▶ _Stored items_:
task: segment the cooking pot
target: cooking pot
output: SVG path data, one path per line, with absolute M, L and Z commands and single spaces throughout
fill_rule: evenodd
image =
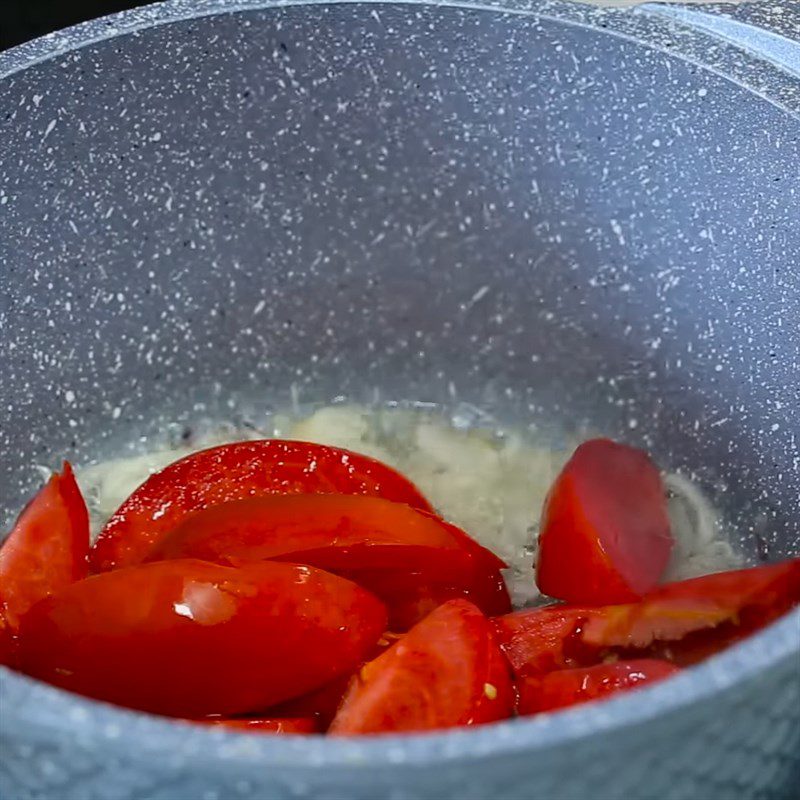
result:
M 796 4 L 180 0 L 0 55 L 0 518 L 38 466 L 290 399 L 454 402 L 800 552 Z M 0 669 L 0 795 L 779 798 L 800 610 L 608 702 L 241 735 Z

▶ _TRY IT_:
Reproduce all of the records above exactly, but exclude the pictures.

▶ _WRITTEN SOLUTION_:
task: segment the cooking pot
target: cooking pot
output: SVG path data, one path per line, with absolute M, L and Z commands and single spaces throughout
fill_rule: evenodd
image =
result:
M 796 4 L 180 0 L 0 55 L 0 518 L 38 466 L 290 399 L 454 402 L 800 552 Z M 0 669 L 0 795 L 779 798 L 800 610 L 608 702 L 241 735 Z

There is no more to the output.